• _SUPPLIED PASSAGE_:
○ ○ ○ ○ ○

# Asiatic Lily.. for Terryo



## Redfoot NERD (Jun 2, 2012)

There are different shades of yellow.. pink.. and red.... and then these!

Full sun -







Mostly shaded -











What color is this?


----------



## wellington (Jun 2, 2012)

Those are beautiful. Looks to be eggplant color


----------



## pam (Jun 2, 2012)

Looks maroon and white to me  very beautiful


----------



## Jacqui (Jun 2, 2012)

I haven't saw this variety before. Do you recall it's name?


----------



## Jacob (Jun 2, 2012)

This is a beauty, do you recall what the name was?


----------



## Momof4 (Jun 2, 2012)

Beautiful!


----------



## terryo (Jun 2, 2012)

Wow! I've never seen one like that. Are they yours? I only have the yellow ones.


----------



## Redfoot NERD (Jun 2, 2012)

○ ○ ○ ○ ○

• _WHAT IS EXPECTED_: Print the Asiatic lily thread in full, word for word. The records are separate material, apart from the Asiatic lily thread.

• _PROVIDED RECORDS_:
○ ○ ○ ○ ○

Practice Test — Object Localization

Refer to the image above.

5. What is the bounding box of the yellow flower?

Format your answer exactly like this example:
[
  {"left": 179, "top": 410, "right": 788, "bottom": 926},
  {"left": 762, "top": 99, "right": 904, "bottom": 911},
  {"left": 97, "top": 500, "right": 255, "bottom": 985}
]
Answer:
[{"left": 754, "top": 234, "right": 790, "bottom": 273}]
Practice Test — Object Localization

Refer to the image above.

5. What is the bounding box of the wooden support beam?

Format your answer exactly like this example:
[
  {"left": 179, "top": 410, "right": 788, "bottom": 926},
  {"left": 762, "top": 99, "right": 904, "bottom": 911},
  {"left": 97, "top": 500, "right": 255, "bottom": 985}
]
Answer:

○ ○ ○ ○ ○

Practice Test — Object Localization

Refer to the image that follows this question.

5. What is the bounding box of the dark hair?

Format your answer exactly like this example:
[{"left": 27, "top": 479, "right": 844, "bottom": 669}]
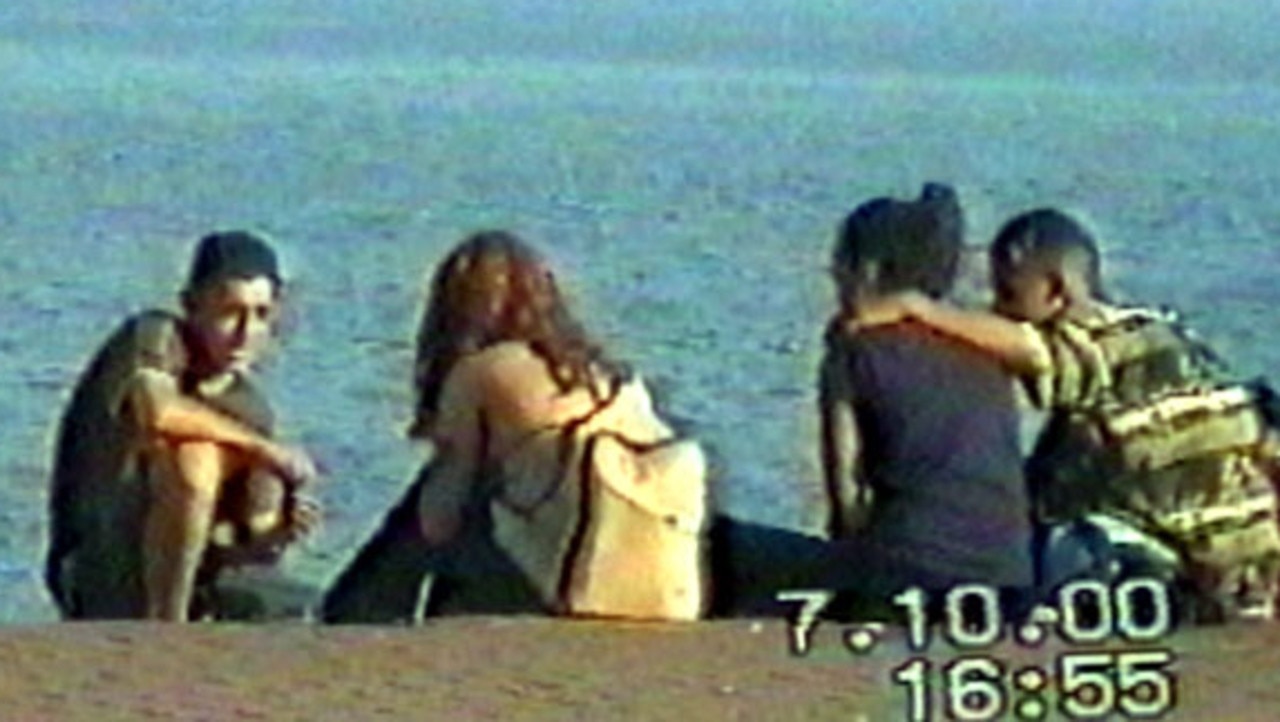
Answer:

○ ○ ○ ○ ○

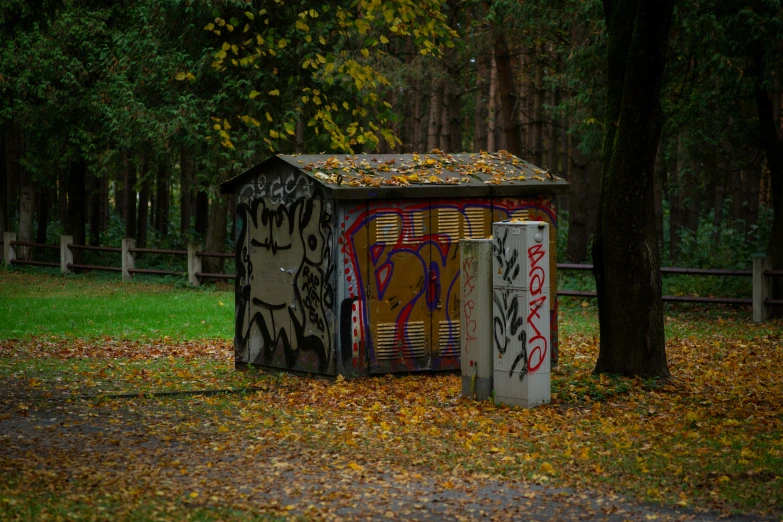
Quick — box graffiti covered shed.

○ ○ ○ ○ ○

• _WRITTEN ANSWER_:
# Asiatic Lily.. for Terryo



## Redfoot NERD (Jun 2, 2012)

There are different shades of yellow.. pink.. and red.... and then these!

Full sun -







Mostly shaded -











What color is this?


----------



## wellington (Jun 2, 2012)

Those are beautiful. Looks to be eggplant color


----------



## pam (Jun 2, 2012)

Looks maroon and white to me  very beautiful


----------



## Jacqui (Jun 2, 2012)

I haven't saw this variety before. Do you recall it's name?


----------



## Jacob (Jun 2, 2012)

This is a beauty, do you recall what the name was?


----------



## Momof4 (Jun 2, 2012)

Beautiful!


----------



## terryo (Jun 2, 2012)

Wow! I've never seen one like that. Are they yours? I only have the yellow ones.


----------



## Redfoot NERD (Jun 2, 2012)